→ Work to be completed
Leave no line out; reproduce the listing exactly.
□ □ □ □ □
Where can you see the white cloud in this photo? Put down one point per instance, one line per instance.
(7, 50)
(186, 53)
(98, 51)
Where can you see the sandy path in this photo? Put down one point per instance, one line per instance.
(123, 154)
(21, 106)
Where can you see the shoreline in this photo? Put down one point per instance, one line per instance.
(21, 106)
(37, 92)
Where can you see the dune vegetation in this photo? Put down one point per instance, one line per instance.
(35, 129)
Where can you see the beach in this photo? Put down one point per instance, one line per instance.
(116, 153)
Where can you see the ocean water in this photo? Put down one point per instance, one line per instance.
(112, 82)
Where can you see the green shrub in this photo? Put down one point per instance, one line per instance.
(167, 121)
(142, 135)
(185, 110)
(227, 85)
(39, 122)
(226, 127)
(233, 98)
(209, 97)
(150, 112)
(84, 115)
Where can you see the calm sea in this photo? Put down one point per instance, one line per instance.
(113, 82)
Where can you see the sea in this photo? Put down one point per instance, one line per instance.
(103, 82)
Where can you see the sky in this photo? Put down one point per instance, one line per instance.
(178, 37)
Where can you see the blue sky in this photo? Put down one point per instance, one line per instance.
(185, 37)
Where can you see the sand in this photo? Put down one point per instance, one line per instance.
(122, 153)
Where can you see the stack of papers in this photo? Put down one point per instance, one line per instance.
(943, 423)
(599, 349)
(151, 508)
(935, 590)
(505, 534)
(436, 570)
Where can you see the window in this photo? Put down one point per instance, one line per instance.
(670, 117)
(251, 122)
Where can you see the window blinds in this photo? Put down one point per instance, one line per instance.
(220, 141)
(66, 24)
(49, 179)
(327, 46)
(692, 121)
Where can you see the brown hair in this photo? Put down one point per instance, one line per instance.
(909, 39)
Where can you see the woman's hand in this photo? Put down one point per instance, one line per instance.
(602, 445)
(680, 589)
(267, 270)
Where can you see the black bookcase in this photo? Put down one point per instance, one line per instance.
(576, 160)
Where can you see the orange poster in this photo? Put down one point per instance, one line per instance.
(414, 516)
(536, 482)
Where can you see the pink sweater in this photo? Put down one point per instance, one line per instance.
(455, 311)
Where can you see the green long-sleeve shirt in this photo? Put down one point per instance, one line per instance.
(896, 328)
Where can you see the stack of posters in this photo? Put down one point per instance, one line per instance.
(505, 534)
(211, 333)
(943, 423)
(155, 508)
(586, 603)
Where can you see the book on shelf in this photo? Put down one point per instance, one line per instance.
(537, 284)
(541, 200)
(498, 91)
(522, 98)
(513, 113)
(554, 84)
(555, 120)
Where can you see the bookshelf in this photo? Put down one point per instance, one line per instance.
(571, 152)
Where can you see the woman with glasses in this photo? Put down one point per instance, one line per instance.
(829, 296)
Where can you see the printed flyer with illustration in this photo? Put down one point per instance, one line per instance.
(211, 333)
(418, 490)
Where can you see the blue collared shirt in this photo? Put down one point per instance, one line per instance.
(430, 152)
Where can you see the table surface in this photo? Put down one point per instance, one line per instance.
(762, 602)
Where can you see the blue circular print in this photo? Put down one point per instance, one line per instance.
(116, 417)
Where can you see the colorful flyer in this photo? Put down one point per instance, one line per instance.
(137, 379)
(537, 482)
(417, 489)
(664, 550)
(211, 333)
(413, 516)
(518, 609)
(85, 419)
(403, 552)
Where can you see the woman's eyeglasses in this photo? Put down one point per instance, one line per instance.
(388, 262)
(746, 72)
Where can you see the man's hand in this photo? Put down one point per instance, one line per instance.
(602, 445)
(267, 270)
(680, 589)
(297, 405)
□ □ □ □ □
→ Written reply
Where can you see the white cloud in this photo? Put down one point per instance, one line per instance.
(7, 50)
(186, 53)
(98, 51)
Where can you see the sandy path in this photo? Put down one point per instance, one line per instance.
(123, 154)
(21, 106)
Where can you see the shoreline in this photo? Put down one point per instance, one line per instance.
(21, 106)
(37, 92)
Where can you see the dune vegetation in this photo? Put down one point per instance, one line per instance.
(35, 129)
Where can you see the beach in this photo? Put down one point per instance, one line per instance.
(116, 153)
Where can you see the ocean water in this photo? Put down one point per instance, one line per instance.
(112, 82)
Where can you see the green shrub in this photo? Put down one point per instance, one line per instance.
(167, 121)
(142, 135)
(185, 110)
(227, 85)
(39, 122)
(226, 127)
(233, 98)
(209, 97)
(150, 112)
(84, 115)
Where can you see the calm sea in this photo? Put down one point per instance, one line per instance.
(113, 82)
Where can you see the sea in this photo? Put down one point per instance, one line per instance.
(103, 82)
Where can you see the sky in this photo? Put down one point per instance, one line per instance.
(178, 37)
Where can you see the blue sky in this photo? Put down one point per instance, one line per instance.
(185, 37)
Where can you see the sand in this photo? Put down one point per instance, one line per instance.
(122, 153)
Where can you see the stack of papers in this photo? Put down one point per instance, one line per instance.
(943, 423)
(599, 349)
(151, 508)
(935, 590)
(505, 534)
(436, 570)
Where can you see the window in this photo? Put down one point per instance, one line per instance.
(670, 117)
(251, 122)
Where can you see the window blinds in this photo? Put down one point per instance, one line per instance.
(220, 141)
(66, 24)
(49, 179)
(327, 46)
(692, 121)
Where can you see the brown hair in this photo? Put down one point per instance, one line per instance.
(909, 39)
Where can you see the woman's hand in this photo? Put down one point per instance, one line per instance.
(602, 445)
(680, 589)
(267, 270)
Where can you see the black bookcase in this photo? Put down one point per instance, one line per instance.
(576, 160)
Where can you see the orange poster in this photo? Put down one point per instance, one line per instance.
(414, 516)
(536, 482)
Where can you see the pink sweater in this photo? Put down one point per instance, one line per instance.
(455, 311)
Where can you see the green long-sleeve shirt in this photo? Put down one point per instance, one line per instance.
(896, 328)
Where can you see the stack of posters in this photo? Put down one point per instance, one line per instance.
(505, 534)
(211, 333)
(943, 423)
(155, 508)
(586, 603)
Where can you see the book on shelf in this photo? Put down one point per instance, one line per instance.
(537, 284)
(541, 200)
(498, 91)
(522, 98)
(513, 113)
(554, 84)
(555, 120)
Where can you see the bookshelf in this photo? Put down one point per instance, one line per instance.
(571, 152)
Where can you see the woman with glasses in this photo? Put down one point per instance, one line per instance.
(829, 296)
Where can you see the printed flyer with illustration in this photo? Put down one point per instance, one line per instance.
(211, 333)
(418, 490)
Where can you see the blue collared shirt in this photo? Put down one point per instance, one line per instance.
(430, 152)
Where can you see the table surface in this photo? Put down one point per instance, one line per instance.
(762, 602)
Where can you see the blue circular print in this photo? Put down one point per instance, one line per instance.
(116, 417)
Where can you see the colorful flyer in this photo? Put down one point per instance, one line per instance.
(137, 379)
(537, 482)
(417, 489)
(664, 550)
(211, 333)
(413, 516)
(518, 609)
(85, 419)
(403, 552)
Where can you see the woman's eyeglasses in this photo? Put down one point per instance, one line per instance.
(388, 262)
(746, 72)
Where can you see the man's hand in this photo? Put down one point per instance, one line per instance.
(602, 445)
(267, 270)
(680, 589)
(297, 405)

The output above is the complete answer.